_The task_. Render the lines below as a Markdown table with the columns "Row" and "Line," numbering each row and omitting blank lines. Leave the pictures out of the answer.

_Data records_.
______
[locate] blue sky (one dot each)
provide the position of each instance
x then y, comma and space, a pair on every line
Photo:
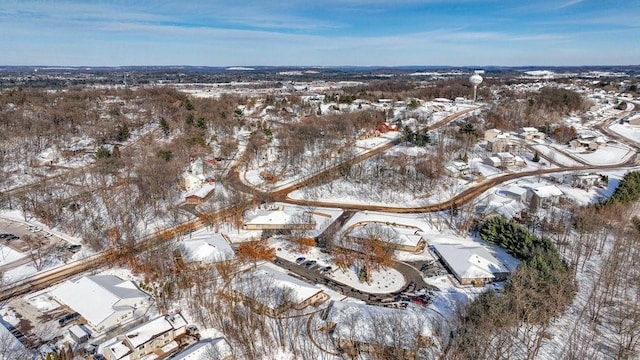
320, 32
______
_Result for this exercise_.
| Row | Line |
|---|---|
| 1 | [locate] blue sky (one dot each) |
| 2 | provide the position of each instance |
| 3 | x then y, comma and space, a pair on every line |
| 4 | Photo: |
| 5 | 320, 32 |